*** SUPPLIED TEXT ***

Motorbike riders, even more than racing drivers, are often idolised for their courage and fearlessness. Going along at 300kph protected only by your helmet and overalls, with just a patch of rubber the size of a cigarette packet keeping you on the road, is undoubtedly outside the norm when it comes to acceptable risk-taking. But that’s not the only reason why these riders are truly gladiatorial heroes. Often they get straight back on the bike after injuries that would keep a mere mortal out of the saddle for months or even years. It’s pure resilience – or ‘grit’ as they often call it in Australia.
Mick Doohan, a laid-back Aussie from the Gold Coast, is one of the most resilient riders of them all – if not the most resilient. He was born in 1965, and after participating in his national championship and the Formula TT world championship, he had a wildcard entry on two rounds of the newly-created World Superbike championship (supplied exclusively by Pirelli from 2004 onwards) that resulted in two race wins. In 1989, his adventure on the world championship began with Honda when he was just 24, which ended with ninth place in the standings. But in 1990 he really began to show what he was made of. He finished the year third overall behind two giants of the sport from the United States: Wayne Rainey and Kevin Schwantz. In the following years they would be the only riders to consistently rival him, together with Italy’s Luca Cadalora and Spaniard Alex Crivillé.

*** INFORMATION ***

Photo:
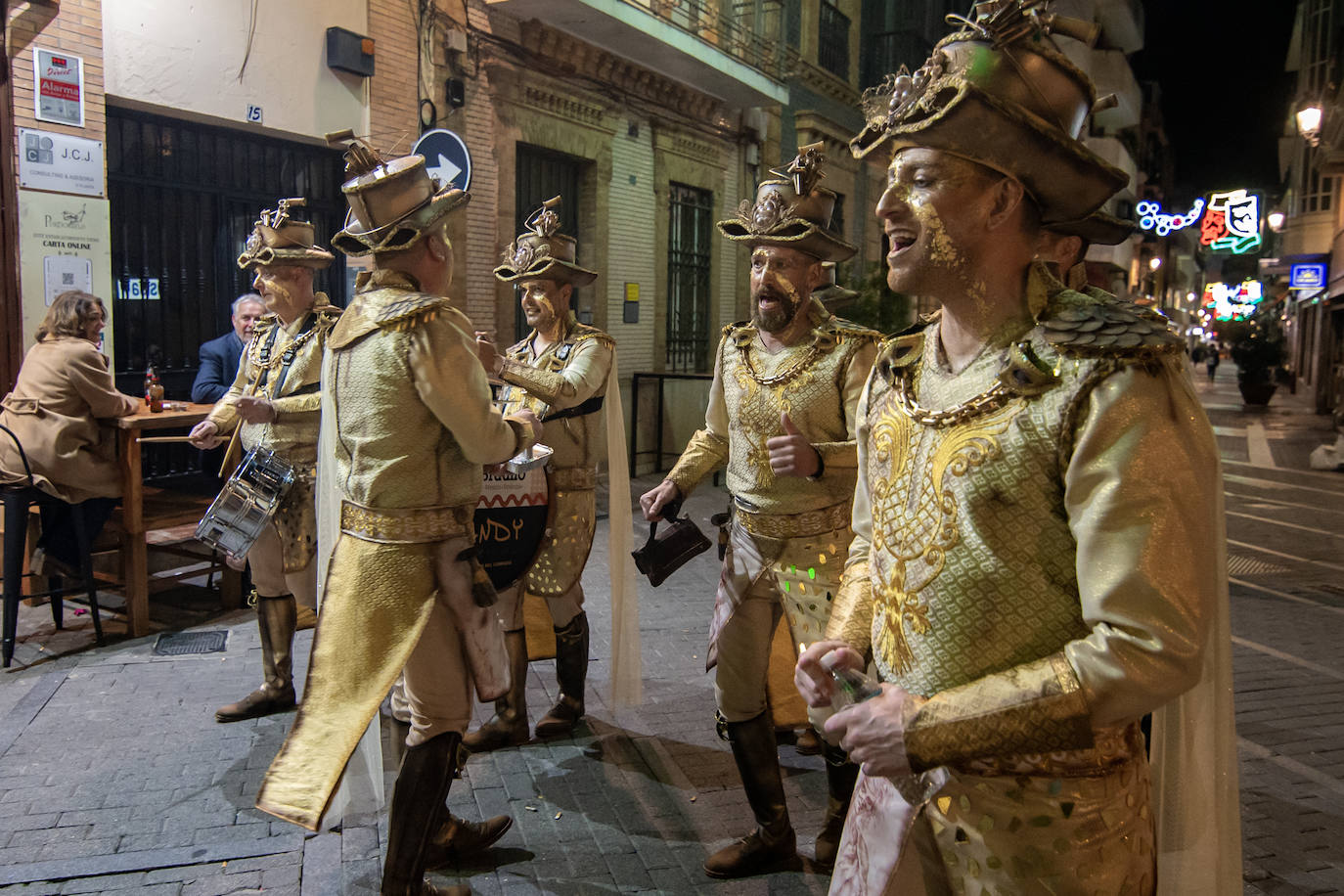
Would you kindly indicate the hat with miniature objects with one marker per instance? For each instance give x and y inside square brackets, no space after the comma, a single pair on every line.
[1000,92]
[392,204]
[280,240]
[542,252]
[791,211]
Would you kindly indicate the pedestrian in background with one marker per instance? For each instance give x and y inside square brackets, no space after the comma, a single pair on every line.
[219,356]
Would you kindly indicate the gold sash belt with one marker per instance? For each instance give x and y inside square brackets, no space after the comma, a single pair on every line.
[573,478]
[796,525]
[406,525]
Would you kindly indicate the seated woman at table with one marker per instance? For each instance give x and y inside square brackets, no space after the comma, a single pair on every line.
[64,389]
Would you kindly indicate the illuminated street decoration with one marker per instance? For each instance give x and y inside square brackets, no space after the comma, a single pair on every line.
[1232,301]
[1150,216]
[1232,223]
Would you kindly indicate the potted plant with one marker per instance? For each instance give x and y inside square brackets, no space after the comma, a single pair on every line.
[1258,355]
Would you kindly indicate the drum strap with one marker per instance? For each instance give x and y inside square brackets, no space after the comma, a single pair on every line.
[288,357]
[590,406]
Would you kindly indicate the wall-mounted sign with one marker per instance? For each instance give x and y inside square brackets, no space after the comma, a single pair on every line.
[1307,276]
[1232,223]
[1232,301]
[1150,216]
[60,162]
[64,242]
[58,79]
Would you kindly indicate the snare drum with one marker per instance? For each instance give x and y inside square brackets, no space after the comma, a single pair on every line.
[247,503]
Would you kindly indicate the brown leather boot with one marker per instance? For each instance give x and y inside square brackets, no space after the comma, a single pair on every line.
[571,645]
[773,845]
[459,838]
[419,808]
[509,726]
[841,777]
[276,621]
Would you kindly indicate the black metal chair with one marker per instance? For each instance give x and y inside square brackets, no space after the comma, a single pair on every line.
[18,503]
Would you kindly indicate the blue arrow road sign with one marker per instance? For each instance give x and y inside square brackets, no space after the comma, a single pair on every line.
[445,157]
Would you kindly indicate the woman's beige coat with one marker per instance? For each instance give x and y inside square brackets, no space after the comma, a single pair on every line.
[64,389]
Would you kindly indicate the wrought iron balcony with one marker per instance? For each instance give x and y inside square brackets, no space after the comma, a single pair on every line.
[887,51]
[833,40]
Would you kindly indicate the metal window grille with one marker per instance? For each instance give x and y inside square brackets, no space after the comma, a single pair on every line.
[183,199]
[690,236]
[833,42]
[539,175]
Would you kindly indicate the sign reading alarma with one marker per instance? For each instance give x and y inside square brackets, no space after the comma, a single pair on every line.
[1232,301]
[1307,276]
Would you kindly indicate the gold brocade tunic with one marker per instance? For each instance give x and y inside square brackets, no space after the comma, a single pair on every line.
[564,384]
[291,359]
[414,425]
[1035,554]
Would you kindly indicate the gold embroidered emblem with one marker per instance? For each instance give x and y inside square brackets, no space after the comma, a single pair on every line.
[916,512]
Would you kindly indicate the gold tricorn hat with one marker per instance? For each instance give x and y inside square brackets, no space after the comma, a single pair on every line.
[392,203]
[542,252]
[791,211]
[999,92]
[1098,227]
[280,240]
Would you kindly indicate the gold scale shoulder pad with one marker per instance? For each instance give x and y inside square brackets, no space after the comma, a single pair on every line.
[584,334]
[410,310]
[1082,326]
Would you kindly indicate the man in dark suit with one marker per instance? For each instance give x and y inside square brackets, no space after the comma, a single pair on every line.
[219,356]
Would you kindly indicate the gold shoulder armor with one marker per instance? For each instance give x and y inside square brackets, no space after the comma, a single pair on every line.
[850,331]
[410,310]
[1084,326]
[585,332]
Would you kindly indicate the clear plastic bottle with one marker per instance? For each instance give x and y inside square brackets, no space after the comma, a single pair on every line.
[851,686]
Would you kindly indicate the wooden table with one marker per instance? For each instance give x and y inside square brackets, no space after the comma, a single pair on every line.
[133,548]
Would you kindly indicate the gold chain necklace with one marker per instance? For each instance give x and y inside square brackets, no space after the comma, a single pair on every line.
[991,399]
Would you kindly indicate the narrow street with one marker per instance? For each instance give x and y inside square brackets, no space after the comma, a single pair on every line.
[115,778]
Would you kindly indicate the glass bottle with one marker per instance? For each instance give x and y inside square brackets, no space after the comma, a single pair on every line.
[157,394]
[851,686]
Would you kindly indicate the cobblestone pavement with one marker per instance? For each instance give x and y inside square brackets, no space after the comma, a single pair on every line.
[115,778]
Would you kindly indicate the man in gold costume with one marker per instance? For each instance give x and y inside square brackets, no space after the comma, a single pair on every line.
[781,416]
[274,405]
[413,425]
[560,371]
[1038,555]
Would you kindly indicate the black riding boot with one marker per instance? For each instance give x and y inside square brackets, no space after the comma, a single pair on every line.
[419,806]
[841,776]
[509,726]
[571,645]
[772,846]
[276,619]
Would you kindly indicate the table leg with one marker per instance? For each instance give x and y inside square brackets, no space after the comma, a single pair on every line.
[135,560]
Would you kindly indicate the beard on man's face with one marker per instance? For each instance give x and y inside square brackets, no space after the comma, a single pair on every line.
[775,319]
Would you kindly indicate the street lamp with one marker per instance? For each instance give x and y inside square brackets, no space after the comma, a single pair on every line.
[1309,121]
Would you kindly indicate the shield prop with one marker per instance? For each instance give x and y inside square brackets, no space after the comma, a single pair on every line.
[510,522]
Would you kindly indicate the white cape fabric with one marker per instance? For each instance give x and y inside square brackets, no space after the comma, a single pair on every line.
[1196,799]
[626,673]
[360,790]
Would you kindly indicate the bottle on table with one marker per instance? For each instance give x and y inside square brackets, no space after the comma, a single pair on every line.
[154,391]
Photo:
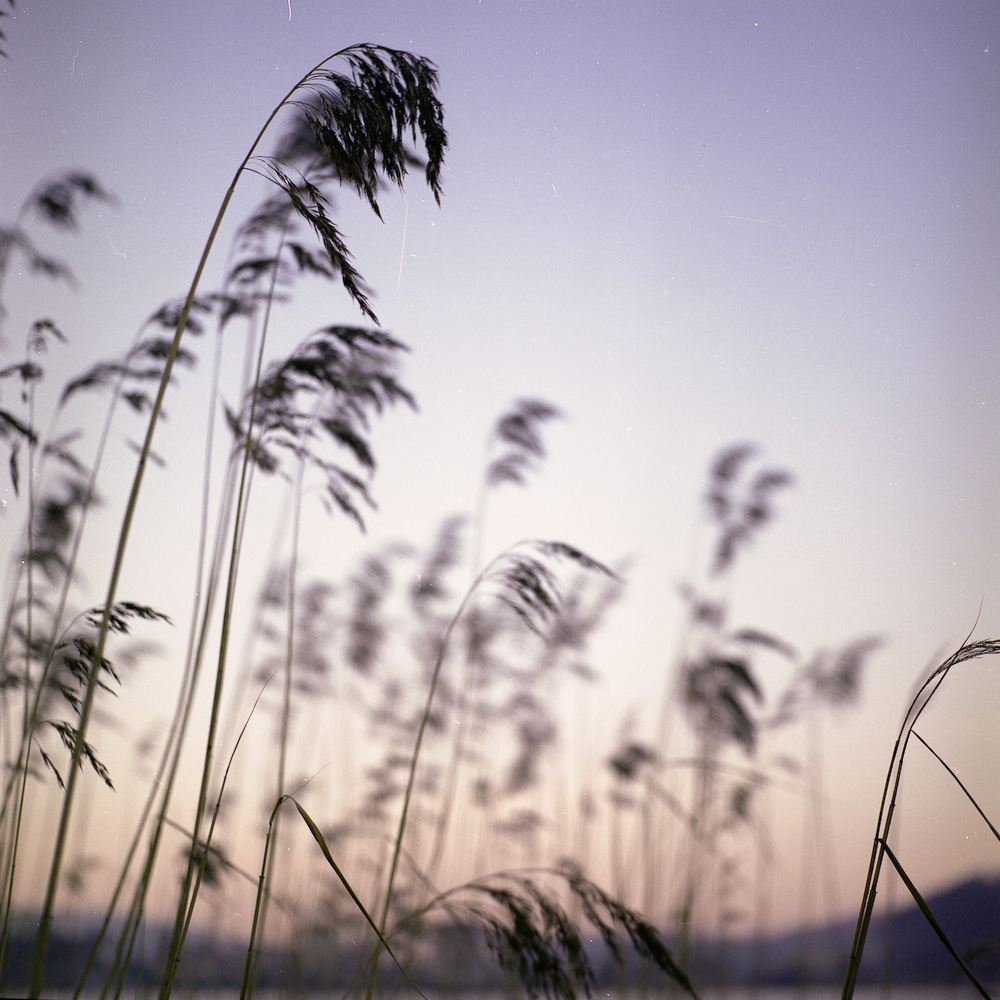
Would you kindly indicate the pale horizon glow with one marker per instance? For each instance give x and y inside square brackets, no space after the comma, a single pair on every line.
[686,226]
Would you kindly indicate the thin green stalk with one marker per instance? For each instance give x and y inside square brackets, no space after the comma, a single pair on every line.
[55,870]
[923,697]
[414,760]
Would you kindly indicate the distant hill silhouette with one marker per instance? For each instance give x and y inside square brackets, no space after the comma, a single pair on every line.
[902,946]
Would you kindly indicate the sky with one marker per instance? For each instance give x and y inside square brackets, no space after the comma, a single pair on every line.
[686,225]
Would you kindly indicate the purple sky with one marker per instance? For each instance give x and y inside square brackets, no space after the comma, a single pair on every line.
[686,224]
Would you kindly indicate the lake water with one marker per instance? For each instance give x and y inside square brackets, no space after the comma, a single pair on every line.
[961,990]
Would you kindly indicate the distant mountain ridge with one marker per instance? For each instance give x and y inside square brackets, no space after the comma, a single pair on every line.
[901,946]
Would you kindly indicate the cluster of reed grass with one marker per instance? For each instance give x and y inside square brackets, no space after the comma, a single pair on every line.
[432,674]
[306,418]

***

ACTIONS TO TAKE:
a. Answer these questions about the motorbike racing text:
(i) What year was Mick Doohan born?
(ii) What do they often call pure resilience in Australia?
(iii) Which two riders from the United States finished ahead of Doohan in 1990?
b. Copy the motorbike racing text word for word from "Mick Doohan, a" to "Spaniard Alex Crivillé.".
c. Continue the motorbike racing text, starting after its last sentence.

SOLVED PROBLEMS:
a.
(i) 1965
(ii) Grit
(iii) Wayne Rainey and Kevin Schwantz

b.
Mick Doohan, a laid-back Aussie from the Gold Coast, is one of the most resilient riders of them all – if not the most resilient. He was born in 1965, and after participating in his national championship and the Formula TT world championship, he had a wildcard entry on two rounds of the newly-created World Superbike championship (supplied exclusively by Pirelli from 2004 onwards) that resulted in two race wins. In 1989, his adventure on the world championship began with Honda when he was just 24, which ended with ninth place in the standings. But in 1990 he really began to show what he was made of. He finished the year third overall behind two giants of the sport from the United States: Wayne Rainey and Kevin Schwantz. In the following years they would be the only riders to consistently rival him, together with Italy’s Luca Cadalora and Spaniard Alex Crivillé.

c.
Doohan was even better in 1991, claiming 14 podiums to conclude the season runner-up behind Rainey and ahead of Schwantz. The rising Australian also won the famous Eight Hours of Suzuka that year in Japan, together with team mate Wayne Gardner. In 1992, Doohan was billed as the championship favourite and from the beginning he didn’t disappoint: winning five of the first seven races and finishing second in the other two. He looked set to be heading inexorably towards a dominant championship title, but fate had other plans. After celebrating his 27th birthday on June 4, 1992, Doohan arrived for round eight of the season at the Assen circuit in Holland; known as the ‘cathedral’ of bike racing thanks to its challenging technical layout. But during qualifying he was trapped underneath his bike following a fall, which dragged him across the circuit and left him with a broken right leg as he tried to free himself.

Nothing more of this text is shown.